§ **Aangeleverde tekst**

★ ★ ★ ★ ★

Ministerie van Algemene Zaken

Toespraak van minister-president Kok tijdens de Bijeenkomst van Verbondenheid op 12 januari 2001 te Volendam, ter nagedachtenis van de slachtoffers van de cafébrand in Volendam

Waarom hebben wij elkaar nodig in tijden van verslagenheid en van intens verdriet?
Waarom herdenken wij SAMEN de slachtoffers van die niets en niemand ontziende brand, die aan het prille begin van het nieuwe jaar Volendam in diepe rouw heeft gedompeld?

Omdat mensen niet zonder elkaars steun kúnnen; elkaars steun willen voelen en elkaar steun willen geven.

Ieder ongeluk, ieder ongeval dat mensen onherstelbaar beschadigt en verwondt, is een tragedie.
Ieder verlies van een medemens - vooral van zulke jonge meisjes en jongens, kinderen nog vaak -, van mensen die we innig liefhebben, van mensen die onze vrienden zijn, van mensen die een onmisbaar deel van onze samenleving, van onze toekomst zijn, is onverdraaglijk.

Maar ook het onverdraaglijke moeten wij doorstaan en dragen. Om dat te kunnen, individueel en als gemeenschap, is troost en steun noodzakelijk, in verbondenheid met elkaar.

Daarom zijn wij bijeen gekomen.
Daarom zijn ook wij - mensen van buiten uw Volendamse gemeenschap - vanavond hier.

★ ★ ★ ★ ★

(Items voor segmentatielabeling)
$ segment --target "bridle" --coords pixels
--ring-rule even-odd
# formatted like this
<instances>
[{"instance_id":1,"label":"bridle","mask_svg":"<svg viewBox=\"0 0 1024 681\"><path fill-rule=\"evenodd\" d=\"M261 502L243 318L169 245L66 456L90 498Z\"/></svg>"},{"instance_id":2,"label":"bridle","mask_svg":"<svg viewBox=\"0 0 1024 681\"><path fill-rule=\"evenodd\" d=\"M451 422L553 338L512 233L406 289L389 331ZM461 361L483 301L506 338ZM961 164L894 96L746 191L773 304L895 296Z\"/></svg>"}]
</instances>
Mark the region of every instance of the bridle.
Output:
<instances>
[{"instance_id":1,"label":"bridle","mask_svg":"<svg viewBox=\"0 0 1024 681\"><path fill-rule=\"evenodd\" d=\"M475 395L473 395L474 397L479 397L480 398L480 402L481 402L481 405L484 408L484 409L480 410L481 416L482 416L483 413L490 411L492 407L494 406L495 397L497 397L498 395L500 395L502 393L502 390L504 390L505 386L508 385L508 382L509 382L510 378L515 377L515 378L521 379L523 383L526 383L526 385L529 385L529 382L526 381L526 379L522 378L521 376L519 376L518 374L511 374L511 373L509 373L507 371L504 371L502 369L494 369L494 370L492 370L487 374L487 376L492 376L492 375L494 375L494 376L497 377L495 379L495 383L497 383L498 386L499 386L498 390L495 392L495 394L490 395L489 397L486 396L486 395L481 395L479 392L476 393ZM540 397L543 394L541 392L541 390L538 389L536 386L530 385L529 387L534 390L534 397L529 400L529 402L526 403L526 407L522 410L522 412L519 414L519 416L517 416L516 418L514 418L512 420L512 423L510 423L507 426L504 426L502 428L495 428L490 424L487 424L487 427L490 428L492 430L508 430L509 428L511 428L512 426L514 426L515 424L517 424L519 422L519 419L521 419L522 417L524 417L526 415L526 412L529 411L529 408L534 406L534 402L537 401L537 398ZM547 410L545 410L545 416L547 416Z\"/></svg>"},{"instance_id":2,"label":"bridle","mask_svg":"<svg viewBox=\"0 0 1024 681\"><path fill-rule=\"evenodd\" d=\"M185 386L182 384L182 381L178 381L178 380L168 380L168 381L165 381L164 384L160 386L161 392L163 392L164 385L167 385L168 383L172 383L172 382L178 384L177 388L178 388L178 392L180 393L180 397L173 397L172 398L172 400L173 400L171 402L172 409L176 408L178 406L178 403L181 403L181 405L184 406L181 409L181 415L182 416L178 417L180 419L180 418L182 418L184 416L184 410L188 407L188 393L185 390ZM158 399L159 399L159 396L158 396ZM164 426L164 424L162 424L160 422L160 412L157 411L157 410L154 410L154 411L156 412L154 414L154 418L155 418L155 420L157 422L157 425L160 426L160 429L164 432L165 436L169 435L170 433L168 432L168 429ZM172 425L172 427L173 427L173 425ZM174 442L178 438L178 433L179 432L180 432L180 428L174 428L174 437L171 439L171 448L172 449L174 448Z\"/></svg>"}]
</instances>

★ ★ ★ ★ ★

§ **Wat wordt gevraagd**
- 1) Op welke datum hield minister-president Kok de toespraak in Volendam?
- 2) Neem uit de toespraak letterlijk over van "Ieder verlies van" tot en met "wij bijeen gekomen.".

§ **Uitkomsten opdrachten**
- 1) Op 12 januari 2001.

- 2)
Ieder verlies van een medemens - vooral van zulke jonge meisjes en jongens, kinderen nog vaak -, van mensen die we innig liefhebben, van mensen die onze vrienden zijn, van mensen die een onmisbaar deel van onze samenleving, van onze toekomst zijn, is onverdraaglijk.

Maar ook het onverdraaglijke moeten wij doorstaan en dragen. Om dat te kunnen, individueel en als gemeenschap, is troost en steun noodzakelijk, in verbondenheid met elkaar.

Daarom zijn wij bijeen gekomen.